> [Goal of the exercise]: Each record that follows is to be duplicated exactly, though its pictures are not.

── Material for this task

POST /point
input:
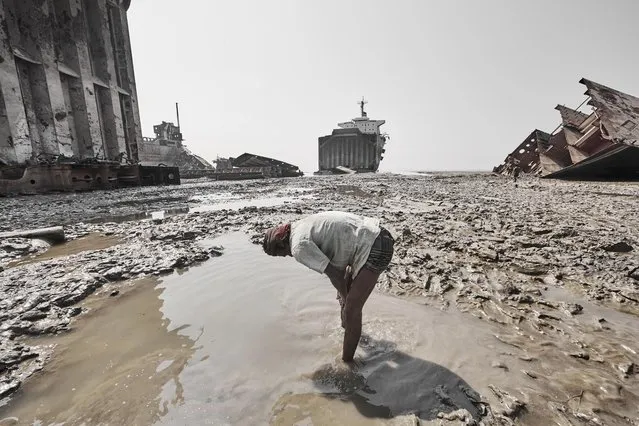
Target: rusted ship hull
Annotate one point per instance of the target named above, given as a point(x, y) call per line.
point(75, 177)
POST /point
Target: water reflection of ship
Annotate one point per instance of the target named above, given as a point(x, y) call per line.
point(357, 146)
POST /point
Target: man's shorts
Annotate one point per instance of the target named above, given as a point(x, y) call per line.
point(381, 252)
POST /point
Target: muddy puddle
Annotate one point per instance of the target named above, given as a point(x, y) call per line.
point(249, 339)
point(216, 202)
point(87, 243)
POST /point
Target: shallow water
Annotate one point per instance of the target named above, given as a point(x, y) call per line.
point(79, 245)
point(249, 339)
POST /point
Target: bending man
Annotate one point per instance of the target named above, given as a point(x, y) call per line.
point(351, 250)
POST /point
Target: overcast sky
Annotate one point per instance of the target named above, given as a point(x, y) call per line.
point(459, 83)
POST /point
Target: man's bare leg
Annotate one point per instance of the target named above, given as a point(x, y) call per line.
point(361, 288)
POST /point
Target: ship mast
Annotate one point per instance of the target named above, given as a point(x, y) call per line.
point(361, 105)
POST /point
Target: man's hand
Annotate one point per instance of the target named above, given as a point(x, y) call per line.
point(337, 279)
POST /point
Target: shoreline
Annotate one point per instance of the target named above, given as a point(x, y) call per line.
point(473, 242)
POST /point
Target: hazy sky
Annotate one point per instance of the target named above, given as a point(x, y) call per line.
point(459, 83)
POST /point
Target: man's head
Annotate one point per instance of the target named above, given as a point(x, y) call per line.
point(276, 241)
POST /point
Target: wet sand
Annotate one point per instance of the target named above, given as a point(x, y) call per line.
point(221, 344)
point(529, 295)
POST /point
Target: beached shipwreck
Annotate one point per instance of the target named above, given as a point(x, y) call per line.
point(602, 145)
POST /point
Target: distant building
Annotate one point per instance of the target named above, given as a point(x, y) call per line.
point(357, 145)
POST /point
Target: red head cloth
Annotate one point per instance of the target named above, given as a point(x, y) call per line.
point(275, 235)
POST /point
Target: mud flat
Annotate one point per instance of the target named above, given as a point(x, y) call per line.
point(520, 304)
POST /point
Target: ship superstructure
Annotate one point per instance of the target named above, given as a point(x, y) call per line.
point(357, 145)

────

> [Expected output]:
POST /point
input:
Target: rusted ship hull
Annotate one point per instance of the target named above, given as a point(x, y) call per line.
point(75, 177)
POST /point
Target: water reflection of ship
Annotate one point per instance of the target named above, given as a point(x, y) call per line.
point(357, 146)
POST /point
Target: man's shorts
Annotate one point per instance of the target named above, given as a point(x, y) call per line.
point(381, 252)
POST /point
Target: muddy puddle
Annotate one point per instance of the target named above, given as a point(x, y) call per line.
point(249, 339)
point(216, 202)
point(87, 243)
POST /point
Target: shallow water
Annotate one point per instance of the target named above, given as a point(x, y) call per line.
point(79, 245)
point(249, 339)
POST /point
Target: bending man
Annotate one point per instance of the target named above, given as a point(x, y) call per line.
point(351, 250)
POST /point
Target: overcast sky
Annotate one point per instance of the target named above, given as a point(x, y) call per line.
point(459, 83)
POST /point
Target: man's bare leg
Annotate one point per instance of the target named above, given as a point(x, y) call per line.
point(361, 288)
POST /point
Target: ship mast
Annotate one point per instance of the target named above, given as a point(x, y) call per line.
point(361, 105)
POST /point
Target: man's hand
Annotate one point per instance of the target named above, given as a point(x, y) call per line.
point(337, 279)
POST /point
Target: shoreline
Annotate one point per instance of the target named above, given as a point(x, y) call per line.
point(473, 242)
POST /point
Target: hazy sky
Annotate one point per instance of the target named above, given as a point(x, y) call per line.
point(459, 83)
POST /point
Target: man's head
Annotate one point per instance of the target named above, given as a point(x, y) call per line.
point(276, 241)
POST /point
Target: wet sand
Annotate one point per instance of the target named above, given as a point(x, y) call per line.
point(221, 344)
point(529, 295)
POST /point
Target: beached shipwreck
Annotate one point per instance of the target named above, given as a point(x, y) call per line.
point(602, 145)
POST /point
Target: distant building
Annotate one point per instance of the target named above, given as a point(x, y) call per line.
point(357, 145)
POST /point
Target: red head cloth
Annotate one point per instance of the target named above, given as a point(x, y) call per line.
point(275, 235)
POST /point
Target: mud flat
Annotate one point per instance of the target named above, given as a point(x, y) call per line.
point(520, 304)
POST /point
Target: ship superstructure
Annotate one point per instance of the target named above, given as a point(x, y) call per line.
point(357, 145)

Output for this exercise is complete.